### MATERIAL FOR THIS TASK

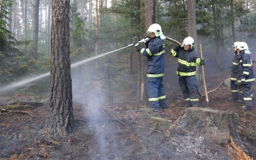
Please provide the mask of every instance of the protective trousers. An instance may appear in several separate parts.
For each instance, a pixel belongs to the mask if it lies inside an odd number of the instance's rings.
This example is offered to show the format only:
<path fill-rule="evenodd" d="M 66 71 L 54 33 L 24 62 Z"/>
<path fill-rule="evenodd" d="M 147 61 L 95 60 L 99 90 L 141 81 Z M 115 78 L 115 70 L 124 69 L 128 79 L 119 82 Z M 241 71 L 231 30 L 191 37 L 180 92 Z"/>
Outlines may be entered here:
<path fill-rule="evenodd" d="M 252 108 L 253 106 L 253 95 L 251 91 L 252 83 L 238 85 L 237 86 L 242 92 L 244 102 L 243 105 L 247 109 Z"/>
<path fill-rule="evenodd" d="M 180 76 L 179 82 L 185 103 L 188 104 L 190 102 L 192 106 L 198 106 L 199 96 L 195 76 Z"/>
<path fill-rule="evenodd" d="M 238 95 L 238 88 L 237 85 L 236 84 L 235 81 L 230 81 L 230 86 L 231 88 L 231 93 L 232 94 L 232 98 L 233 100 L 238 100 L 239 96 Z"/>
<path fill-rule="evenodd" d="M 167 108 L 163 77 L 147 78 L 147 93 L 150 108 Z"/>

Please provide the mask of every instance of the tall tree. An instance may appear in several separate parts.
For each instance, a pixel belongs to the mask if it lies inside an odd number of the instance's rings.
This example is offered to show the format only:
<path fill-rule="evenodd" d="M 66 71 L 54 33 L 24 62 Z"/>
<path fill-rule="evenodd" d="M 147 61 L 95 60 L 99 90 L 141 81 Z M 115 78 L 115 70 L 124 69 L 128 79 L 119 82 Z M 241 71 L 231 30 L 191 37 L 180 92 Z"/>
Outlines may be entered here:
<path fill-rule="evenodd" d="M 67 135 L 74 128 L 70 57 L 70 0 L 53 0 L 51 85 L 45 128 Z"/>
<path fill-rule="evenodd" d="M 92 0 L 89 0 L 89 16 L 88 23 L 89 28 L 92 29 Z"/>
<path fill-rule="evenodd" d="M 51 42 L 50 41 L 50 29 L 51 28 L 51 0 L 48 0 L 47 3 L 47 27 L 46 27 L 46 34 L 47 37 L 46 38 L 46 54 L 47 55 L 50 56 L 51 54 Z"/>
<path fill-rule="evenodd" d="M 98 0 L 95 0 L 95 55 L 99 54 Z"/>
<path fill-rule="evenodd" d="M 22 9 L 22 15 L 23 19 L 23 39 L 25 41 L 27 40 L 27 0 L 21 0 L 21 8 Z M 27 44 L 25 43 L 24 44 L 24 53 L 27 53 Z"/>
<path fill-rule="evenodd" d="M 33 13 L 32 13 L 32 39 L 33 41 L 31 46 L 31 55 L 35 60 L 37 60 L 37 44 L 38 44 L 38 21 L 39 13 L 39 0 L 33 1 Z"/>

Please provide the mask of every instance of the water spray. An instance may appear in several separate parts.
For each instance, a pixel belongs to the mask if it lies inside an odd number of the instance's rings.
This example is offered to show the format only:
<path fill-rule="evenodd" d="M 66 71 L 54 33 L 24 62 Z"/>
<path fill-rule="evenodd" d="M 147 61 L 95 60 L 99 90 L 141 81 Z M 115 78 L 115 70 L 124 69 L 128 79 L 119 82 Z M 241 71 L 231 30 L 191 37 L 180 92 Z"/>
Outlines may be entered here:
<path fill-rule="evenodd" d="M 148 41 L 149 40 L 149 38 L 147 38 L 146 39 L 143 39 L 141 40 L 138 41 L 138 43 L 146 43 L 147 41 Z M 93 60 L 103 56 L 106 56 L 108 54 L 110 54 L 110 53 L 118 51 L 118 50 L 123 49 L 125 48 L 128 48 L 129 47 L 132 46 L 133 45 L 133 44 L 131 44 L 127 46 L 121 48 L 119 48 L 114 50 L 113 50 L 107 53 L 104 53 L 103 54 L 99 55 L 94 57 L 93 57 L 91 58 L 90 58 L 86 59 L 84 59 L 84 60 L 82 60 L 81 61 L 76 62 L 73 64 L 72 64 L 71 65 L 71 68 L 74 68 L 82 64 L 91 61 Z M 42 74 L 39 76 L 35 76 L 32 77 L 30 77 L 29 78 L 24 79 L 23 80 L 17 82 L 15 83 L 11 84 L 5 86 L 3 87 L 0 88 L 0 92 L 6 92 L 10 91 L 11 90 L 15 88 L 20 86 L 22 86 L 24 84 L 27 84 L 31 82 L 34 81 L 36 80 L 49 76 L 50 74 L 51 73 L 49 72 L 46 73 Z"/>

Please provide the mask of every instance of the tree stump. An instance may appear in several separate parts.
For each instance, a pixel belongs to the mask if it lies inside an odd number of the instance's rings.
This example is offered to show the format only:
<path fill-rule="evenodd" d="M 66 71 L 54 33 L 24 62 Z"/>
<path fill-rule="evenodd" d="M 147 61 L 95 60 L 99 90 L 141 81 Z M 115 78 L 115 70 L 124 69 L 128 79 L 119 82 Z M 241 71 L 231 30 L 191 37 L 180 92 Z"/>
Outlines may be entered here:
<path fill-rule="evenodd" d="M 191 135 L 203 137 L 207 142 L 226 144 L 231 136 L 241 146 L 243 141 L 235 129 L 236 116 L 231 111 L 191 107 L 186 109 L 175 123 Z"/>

######

**WHAT TO WORK ON**
Arrange every line of the entries above as a numbered list, skipping blank lines. Leave the pictures out of your answer.

**THE RESPONSE**
1. Please provide the mask of every instance of the protective trousers. An instance may appear in several separate parts.
2. For each instance, a pixel belongs to the mask if it lies inside an odd number of the instance's rings.
3. This example is offered to show the format only:
4. <path fill-rule="evenodd" d="M 66 71 L 54 33 L 24 62 Z"/>
5. <path fill-rule="evenodd" d="M 147 61 L 95 60 L 99 90 L 141 81 Z M 115 78 L 115 70 L 124 69 L 128 79 L 119 82 Z M 241 71 L 231 30 L 191 37 L 180 92 Z"/>
6. Outlines may be entered here:
7. <path fill-rule="evenodd" d="M 252 108 L 253 106 L 253 95 L 251 91 L 252 83 L 238 85 L 237 86 L 242 92 L 244 102 L 243 105 L 247 109 Z"/>
8. <path fill-rule="evenodd" d="M 180 76 L 179 82 L 185 103 L 188 104 L 190 102 L 192 106 L 198 106 L 199 96 L 195 76 Z"/>
9. <path fill-rule="evenodd" d="M 238 95 L 238 88 L 237 85 L 236 84 L 235 81 L 230 81 L 230 86 L 231 88 L 231 93 L 232 94 L 232 98 L 233 100 L 238 100 L 239 96 Z"/>
10. <path fill-rule="evenodd" d="M 167 108 L 163 77 L 147 78 L 147 93 L 150 108 Z"/>
11. Please provide the mask of every instance of the tall tree. An instance may appear in several separate parts.
12. For each instance, a pixel belongs to the mask if it lies inside an odd number of the instance's rings.
13. This example is offered to show the format only:
14. <path fill-rule="evenodd" d="M 66 71 L 54 33 L 24 62 Z"/>
15. <path fill-rule="evenodd" d="M 147 61 L 95 60 L 99 90 L 141 81 Z M 115 78 L 115 70 L 124 69 L 128 79 L 119 82 Z M 241 71 L 231 30 L 191 37 L 180 92 Z"/>
16. Outlines may be entered here:
17. <path fill-rule="evenodd" d="M 67 135 L 74 128 L 70 57 L 70 0 L 53 0 L 51 85 L 45 128 Z"/>
18. <path fill-rule="evenodd" d="M 92 0 L 89 0 L 89 16 L 88 23 L 89 28 L 92 29 Z"/>
19. <path fill-rule="evenodd" d="M 51 42 L 50 41 L 50 29 L 51 28 L 51 0 L 48 0 L 47 3 L 47 27 L 46 27 L 46 34 L 47 37 L 46 38 L 46 54 L 47 55 L 50 56 L 51 54 Z"/>
20. <path fill-rule="evenodd" d="M 98 0 L 95 0 L 95 55 L 99 54 Z"/>
21. <path fill-rule="evenodd" d="M 22 9 L 22 15 L 23 19 L 23 39 L 25 41 L 27 40 L 27 0 L 21 0 L 21 8 Z M 27 44 L 25 43 L 24 44 L 24 53 L 27 53 Z"/>
22. <path fill-rule="evenodd" d="M 33 13 L 32 13 L 32 39 L 33 41 L 31 46 L 31 55 L 35 60 L 37 60 L 37 44 L 38 44 L 38 21 L 39 13 L 39 0 L 33 1 Z"/>
23. Please provide the mask of every instance of the water spray. An instance may appear in several separate parts.
24. For each instance, a pixel belongs to the mask if it lies inside an odd number of the instance's rings.
25. This example is offered to show the format only:
26. <path fill-rule="evenodd" d="M 66 71 L 54 33 L 24 62 Z"/>
27. <path fill-rule="evenodd" d="M 147 61 L 95 60 L 99 90 L 141 81 Z M 115 78 L 115 70 L 124 69 L 128 79 L 119 82 Z M 241 71 L 231 30 L 191 37 L 180 92 Z"/>
28. Outlines may be entered here:
29. <path fill-rule="evenodd" d="M 148 41 L 149 40 L 149 38 L 147 38 L 146 39 L 143 39 L 141 40 L 138 41 L 138 43 L 146 43 L 147 41 Z M 93 60 L 103 56 L 106 56 L 108 54 L 110 54 L 110 53 L 118 51 L 118 50 L 123 49 L 125 48 L 128 48 L 129 47 L 132 46 L 133 45 L 133 44 L 131 44 L 127 46 L 121 48 L 119 48 L 114 50 L 113 50 L 107 53 L 104 53 L 103 54 L 99 55 L 94 57 L 93 57 L 91 58 L 90 58 L 86 59 L 84 59 L 84 60 L 82 60 L 81 61 L 76 62 L 73 64 L 72 64 L 71 65 L 71 68 L 74 68 L 82 64 L 91 61 Z M 42 74 L 39 76 L 35 76 L 32 77 L 30 77 L 29 78 L 24 79 L 23 80 L 17 82 L 15 83 L 11 84 L 5 86 L 3 87 L 0 88 L 0 92 L 6 92 L 10 91 L 11 90 L 15 88 L 20 86 L 22 86 L 24 84 L 27 84 L 31 82 L 34 81 L 36 80 L 49 76 L 50 74 L 51 73 L 49 72 L 46 73 Z"/>
30. Please provide the mask of every instance of the tree stump. An instance may appear in several separate parts.
31. For each instance, a pixel belongs to the mask if it lies inside an odd number of the instance's rings.
32. This example is offered to show the format only:
33. <path fill-rule="evenodd" d="M 66 71 L 54 33 L 24 62 Z"/>
34. <path fill-rule="evenodd" d="M 147 61 L 95 60 L 99 90 L 141 81 Z M 115 78 L 115 70 L 124 69 L 128 79 L 119 82 Z M 241 71 L 231 30 L 191 37 L 180 92 Z"/>
35. Outlines may be entered here:
36. <path fill-rule="evenodd" d="M 191 135 L 203 137 L 207 142 L 226 144 L 231 136 L 241 146 L 243 141 L 235 129 L 236 116 L 231 111 L 191 107 L 186 109 L 175 123 Z"/>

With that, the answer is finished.